:: MATERIAL FOR THE TASK

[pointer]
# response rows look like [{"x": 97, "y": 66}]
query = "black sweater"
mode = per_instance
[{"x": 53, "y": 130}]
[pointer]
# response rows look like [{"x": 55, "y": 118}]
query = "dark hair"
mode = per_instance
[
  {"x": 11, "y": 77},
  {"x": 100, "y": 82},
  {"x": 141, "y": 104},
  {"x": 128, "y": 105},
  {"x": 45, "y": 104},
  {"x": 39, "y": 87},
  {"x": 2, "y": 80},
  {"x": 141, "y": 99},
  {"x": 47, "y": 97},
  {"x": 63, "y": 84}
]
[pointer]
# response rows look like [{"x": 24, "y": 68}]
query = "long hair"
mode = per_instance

::::

*REQUIRED ACTION*
A verbatim copy of all the entries is the expected result.

*TASK OUTPUT*
[pointer]
# response rows look like [{"x": 97, "y": 66}]
query = "black sweater"
mode = per_instance
[{"x": 53, "y": 130}]
[pointer]
# response rows look like [{"x": 55, "y": 118}]
query = "dark hair"
mode = per_instance
[
  {"x": 11, "y": 77},
  {"x": 100, "y": 82},
  {"x": 141, "y": 104},
  {"x": 128, "y": 105},
  {"x": 45, "y": 104},
  {"x": 39, "y": 87},
  {"x": 2, "y": 80},
  {"x": 141, "y": 99},
  {"x": 47, "y": 97},
  {"x": 63, "y": 84}
]
[pointer]
# response rows look like [{"x": 24, "y": 68}]
query = "long hair"
mode = per_instance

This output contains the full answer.